:: Reading passage ::
As faculty members are measured by their ability to write and publish academic papers, many observers believe this is leading to executive and degree courses being too theoretical in nature.

It's a debate that has been under way in the business education community for many years. How can schools ensure they deliver a useful balance of business theory with practical knowledge?

Companies investing the significant amounts required to send their executives to short courses or MBA degrees want to ensure they return with skills they can put into practice immediately. An understanding of the theories of how the commercial world operates is not enough.

More fuel has been thrown on the fire by a recent article in the respected Harvard Business Review. Its authors say business schools are being criticized for failing to impart useful skills, instill ethical behavior and lead students to good corporate positions.

According to the article, rather than measuring their success in terms of the competence of their graduates, business schools assess themselves almost totally on the rigor of their scientific research.

"This scientific model is predicated on the faulty assumption that business is an academic discipline like chemistry or geology when, in fact, business is a profession and business schools are professional schools--or should be," says the article's authors.
:::
Work to complete
1 - Reproduce the part of the business schools passage that opens with the words containing "It's a debate" and closes with "good corporate positions.".
2 - According to the business schools passage, what three things are business schools criticized for failing to do?
3 - Translate this sentence from the business schools passage into Spanish: "How can schools ensure they deliver a useful balance of business theory with practical knowledge?"
:: Listed entries ::
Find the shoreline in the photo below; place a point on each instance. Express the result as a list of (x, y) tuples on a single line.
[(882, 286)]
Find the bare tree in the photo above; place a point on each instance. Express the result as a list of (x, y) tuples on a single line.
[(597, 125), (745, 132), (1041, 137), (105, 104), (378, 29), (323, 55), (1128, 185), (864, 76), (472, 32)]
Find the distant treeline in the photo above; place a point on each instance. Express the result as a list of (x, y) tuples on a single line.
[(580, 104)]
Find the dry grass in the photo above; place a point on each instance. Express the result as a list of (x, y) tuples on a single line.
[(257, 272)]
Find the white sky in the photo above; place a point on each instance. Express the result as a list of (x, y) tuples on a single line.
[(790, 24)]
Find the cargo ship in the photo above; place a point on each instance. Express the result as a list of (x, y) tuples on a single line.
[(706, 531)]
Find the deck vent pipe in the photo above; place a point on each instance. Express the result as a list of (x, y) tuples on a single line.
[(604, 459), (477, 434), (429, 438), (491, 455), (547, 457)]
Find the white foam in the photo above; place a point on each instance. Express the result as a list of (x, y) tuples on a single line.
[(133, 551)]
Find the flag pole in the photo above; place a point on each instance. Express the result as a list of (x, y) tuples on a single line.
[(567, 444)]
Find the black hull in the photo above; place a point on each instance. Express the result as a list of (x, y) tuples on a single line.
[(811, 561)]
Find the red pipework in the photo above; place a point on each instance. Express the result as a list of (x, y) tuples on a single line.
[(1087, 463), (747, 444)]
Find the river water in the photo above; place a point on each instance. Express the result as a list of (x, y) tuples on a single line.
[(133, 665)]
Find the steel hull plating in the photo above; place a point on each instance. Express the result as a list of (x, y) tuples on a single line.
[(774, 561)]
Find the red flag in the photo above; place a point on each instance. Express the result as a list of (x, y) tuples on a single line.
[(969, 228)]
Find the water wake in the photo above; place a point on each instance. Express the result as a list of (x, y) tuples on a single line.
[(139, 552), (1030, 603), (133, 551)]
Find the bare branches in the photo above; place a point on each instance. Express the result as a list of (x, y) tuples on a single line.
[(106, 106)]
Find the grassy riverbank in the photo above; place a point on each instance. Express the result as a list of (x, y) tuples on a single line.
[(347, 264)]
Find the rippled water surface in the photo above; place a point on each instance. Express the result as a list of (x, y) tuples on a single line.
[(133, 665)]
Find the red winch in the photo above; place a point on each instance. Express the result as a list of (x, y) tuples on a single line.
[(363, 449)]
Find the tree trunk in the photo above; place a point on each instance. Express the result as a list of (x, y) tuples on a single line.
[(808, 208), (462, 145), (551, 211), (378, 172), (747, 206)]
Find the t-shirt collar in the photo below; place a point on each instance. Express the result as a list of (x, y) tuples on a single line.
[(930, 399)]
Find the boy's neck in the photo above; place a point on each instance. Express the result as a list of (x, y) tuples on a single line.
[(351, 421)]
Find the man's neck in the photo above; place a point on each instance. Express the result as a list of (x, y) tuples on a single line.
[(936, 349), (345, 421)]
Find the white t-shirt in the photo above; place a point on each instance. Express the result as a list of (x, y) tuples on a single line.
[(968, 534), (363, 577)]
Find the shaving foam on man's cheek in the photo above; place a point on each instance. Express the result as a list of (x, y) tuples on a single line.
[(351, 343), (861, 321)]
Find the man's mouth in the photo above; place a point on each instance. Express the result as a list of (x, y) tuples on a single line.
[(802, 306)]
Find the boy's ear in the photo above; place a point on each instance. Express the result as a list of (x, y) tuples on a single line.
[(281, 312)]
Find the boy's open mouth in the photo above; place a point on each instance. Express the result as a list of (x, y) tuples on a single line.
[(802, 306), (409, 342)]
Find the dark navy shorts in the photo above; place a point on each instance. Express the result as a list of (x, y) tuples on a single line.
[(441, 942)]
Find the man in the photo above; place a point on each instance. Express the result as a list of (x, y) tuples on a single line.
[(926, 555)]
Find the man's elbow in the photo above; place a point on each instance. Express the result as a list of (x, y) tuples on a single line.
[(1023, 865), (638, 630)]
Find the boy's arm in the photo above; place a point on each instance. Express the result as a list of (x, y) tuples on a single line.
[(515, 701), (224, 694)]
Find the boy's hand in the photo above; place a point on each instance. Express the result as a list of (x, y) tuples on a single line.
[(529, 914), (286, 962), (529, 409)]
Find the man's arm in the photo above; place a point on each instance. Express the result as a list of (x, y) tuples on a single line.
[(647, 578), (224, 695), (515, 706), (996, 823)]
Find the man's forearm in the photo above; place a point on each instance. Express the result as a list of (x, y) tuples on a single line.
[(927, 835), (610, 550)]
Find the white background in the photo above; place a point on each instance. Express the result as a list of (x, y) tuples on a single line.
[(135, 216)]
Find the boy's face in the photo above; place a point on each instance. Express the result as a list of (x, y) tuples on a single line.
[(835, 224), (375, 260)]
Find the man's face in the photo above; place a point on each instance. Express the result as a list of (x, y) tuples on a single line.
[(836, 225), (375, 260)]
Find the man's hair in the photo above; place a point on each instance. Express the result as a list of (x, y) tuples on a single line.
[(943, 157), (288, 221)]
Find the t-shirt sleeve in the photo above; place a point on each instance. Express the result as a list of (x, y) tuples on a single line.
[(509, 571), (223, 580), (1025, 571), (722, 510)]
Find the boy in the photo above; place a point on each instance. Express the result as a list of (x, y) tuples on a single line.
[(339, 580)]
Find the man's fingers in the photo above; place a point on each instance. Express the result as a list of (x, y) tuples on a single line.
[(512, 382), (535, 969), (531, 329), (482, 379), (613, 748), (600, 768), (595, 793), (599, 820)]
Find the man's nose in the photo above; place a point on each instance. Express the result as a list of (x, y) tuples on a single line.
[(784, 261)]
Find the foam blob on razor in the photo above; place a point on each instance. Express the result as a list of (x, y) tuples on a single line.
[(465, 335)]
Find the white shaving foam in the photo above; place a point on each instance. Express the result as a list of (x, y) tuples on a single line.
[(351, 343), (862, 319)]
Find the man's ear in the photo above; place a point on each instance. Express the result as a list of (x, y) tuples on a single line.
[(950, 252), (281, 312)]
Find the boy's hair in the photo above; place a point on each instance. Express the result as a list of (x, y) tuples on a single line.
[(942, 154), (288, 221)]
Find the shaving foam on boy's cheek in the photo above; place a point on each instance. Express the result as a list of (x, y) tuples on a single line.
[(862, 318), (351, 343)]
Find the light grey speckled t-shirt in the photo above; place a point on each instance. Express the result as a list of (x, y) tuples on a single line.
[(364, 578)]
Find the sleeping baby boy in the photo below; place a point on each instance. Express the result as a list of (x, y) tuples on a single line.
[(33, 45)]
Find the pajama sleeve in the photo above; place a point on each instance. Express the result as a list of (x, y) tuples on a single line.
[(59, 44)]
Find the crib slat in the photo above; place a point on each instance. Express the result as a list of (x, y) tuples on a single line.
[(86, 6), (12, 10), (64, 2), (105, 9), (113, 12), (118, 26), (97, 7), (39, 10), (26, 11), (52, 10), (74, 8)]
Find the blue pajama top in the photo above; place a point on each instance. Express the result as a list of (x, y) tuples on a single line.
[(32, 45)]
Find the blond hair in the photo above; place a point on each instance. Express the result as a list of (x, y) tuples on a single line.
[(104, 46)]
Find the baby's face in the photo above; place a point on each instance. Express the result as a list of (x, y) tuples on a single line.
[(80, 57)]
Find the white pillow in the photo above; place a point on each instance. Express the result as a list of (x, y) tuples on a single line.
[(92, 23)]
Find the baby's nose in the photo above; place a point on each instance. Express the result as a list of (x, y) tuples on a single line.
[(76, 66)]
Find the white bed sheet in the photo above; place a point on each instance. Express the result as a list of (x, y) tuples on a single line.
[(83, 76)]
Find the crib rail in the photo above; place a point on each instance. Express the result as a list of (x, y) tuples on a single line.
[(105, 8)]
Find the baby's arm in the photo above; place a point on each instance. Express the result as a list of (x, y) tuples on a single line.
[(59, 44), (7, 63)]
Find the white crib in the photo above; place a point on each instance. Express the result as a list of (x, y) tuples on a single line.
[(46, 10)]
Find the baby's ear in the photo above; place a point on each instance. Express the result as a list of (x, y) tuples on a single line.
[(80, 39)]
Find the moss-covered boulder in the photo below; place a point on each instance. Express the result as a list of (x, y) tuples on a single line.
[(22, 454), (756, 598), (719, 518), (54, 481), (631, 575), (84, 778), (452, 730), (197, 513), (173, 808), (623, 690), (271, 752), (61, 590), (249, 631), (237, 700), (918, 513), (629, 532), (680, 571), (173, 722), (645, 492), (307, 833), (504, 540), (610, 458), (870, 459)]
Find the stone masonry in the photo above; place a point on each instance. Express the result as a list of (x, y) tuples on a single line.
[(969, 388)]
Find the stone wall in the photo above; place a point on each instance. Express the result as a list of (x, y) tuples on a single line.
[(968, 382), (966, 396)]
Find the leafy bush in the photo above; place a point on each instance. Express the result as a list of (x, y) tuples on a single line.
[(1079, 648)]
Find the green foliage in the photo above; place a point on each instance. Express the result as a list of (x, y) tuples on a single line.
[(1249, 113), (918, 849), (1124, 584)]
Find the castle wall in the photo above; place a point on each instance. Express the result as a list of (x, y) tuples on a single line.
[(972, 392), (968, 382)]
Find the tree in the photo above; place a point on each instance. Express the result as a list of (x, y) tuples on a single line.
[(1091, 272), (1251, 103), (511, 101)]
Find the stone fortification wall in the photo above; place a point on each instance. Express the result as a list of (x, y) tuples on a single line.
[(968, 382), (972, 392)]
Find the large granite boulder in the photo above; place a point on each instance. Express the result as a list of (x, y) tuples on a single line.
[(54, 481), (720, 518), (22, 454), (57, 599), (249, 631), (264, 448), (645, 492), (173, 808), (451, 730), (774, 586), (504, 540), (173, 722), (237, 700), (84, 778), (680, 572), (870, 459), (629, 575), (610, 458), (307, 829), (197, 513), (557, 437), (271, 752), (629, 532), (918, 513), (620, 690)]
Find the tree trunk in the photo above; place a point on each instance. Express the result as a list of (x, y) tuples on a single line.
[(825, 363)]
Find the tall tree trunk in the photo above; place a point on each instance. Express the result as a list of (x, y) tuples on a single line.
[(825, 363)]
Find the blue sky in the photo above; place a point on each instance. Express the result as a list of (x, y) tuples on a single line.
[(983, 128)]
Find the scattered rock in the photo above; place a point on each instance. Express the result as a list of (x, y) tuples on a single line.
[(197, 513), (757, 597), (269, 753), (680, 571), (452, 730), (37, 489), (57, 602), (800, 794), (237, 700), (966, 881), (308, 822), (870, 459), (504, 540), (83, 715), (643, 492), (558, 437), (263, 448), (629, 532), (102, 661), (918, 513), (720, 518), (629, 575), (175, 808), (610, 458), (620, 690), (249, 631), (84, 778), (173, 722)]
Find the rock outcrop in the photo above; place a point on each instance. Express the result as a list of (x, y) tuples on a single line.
:::
Written answers
1 -
It's a debate that has been under way in the business education community for many years. How can schools ensure they deliver a useful balance of business theory with practical knowledge?

Companies investing the significant amounts required to send their executives to short courses or MBA degrees want to ensure they return with skills they can put into practice immediately. An understanding of the theories of how the commercial world operates is not enough.

More fuel has been thrown on the fire by a recent article in the respected Harvard Business Review. Its authors say business schools are being criticized for failing to impart useful skills, instill ethical behavior and lead students to good corporate positions.

2 -
- Impart useful skills
- Instill ethical behavior
- Lead students to good corporate positions

3 - ¿Cómo pueden las escuelas asegurarse de ofrecer un equilibrio útil entre la teoría empresarial y el conocimiento práctico?